Arrange the records starting at the line containing "According to our records, the distant" and ending at the line containing "[0,295,1092,879]" as a two-column CSV with the headers input and output. Give one row per record, holding its text and its answer, with each value in its own quoted field and line breaks turned into spaces.

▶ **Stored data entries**
----------

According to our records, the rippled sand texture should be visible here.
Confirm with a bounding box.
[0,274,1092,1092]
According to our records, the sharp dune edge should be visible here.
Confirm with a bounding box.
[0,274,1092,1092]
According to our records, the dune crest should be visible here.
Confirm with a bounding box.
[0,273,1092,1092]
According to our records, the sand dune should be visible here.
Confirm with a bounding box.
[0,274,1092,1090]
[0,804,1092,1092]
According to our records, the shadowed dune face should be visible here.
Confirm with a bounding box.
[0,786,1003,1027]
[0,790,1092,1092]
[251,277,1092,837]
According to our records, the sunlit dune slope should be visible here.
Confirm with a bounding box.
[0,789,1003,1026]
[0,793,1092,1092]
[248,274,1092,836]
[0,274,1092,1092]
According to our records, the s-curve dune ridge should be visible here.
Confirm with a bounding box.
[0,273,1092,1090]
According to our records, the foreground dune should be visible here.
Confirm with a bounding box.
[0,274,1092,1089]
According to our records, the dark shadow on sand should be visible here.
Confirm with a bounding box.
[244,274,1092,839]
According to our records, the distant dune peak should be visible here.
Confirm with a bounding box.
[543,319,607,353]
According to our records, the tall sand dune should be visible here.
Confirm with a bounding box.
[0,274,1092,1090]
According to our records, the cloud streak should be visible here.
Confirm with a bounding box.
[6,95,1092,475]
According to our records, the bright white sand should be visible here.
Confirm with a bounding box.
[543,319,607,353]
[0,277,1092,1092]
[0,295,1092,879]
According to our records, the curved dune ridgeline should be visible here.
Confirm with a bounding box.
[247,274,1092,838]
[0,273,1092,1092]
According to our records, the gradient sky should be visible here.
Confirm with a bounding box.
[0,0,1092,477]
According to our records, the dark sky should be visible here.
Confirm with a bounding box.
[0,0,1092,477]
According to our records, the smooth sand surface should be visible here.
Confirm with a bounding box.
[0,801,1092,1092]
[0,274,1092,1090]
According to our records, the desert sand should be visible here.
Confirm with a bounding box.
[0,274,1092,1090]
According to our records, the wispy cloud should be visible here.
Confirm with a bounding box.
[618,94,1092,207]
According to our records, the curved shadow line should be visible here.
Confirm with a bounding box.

----------

▶ **RESULT**
input,output
"According to our records, the distant dune peak should be visible here. Confirm with a bounding box.","[543,319,607,353]"
"According to our records, the tall sand dune should be visible here. Confirm with a bounding box.","[0,274,1092,1090]"
"According to our records, the cloud streak should be visible here. Confirm with a bounding box.","[6,95,1092,475]"
"According to our records, the bright white sand should be visible here. Confirm with a bounding box.","[543,319,607,353] [0,277,1092,1092] [0,295,1092,879]"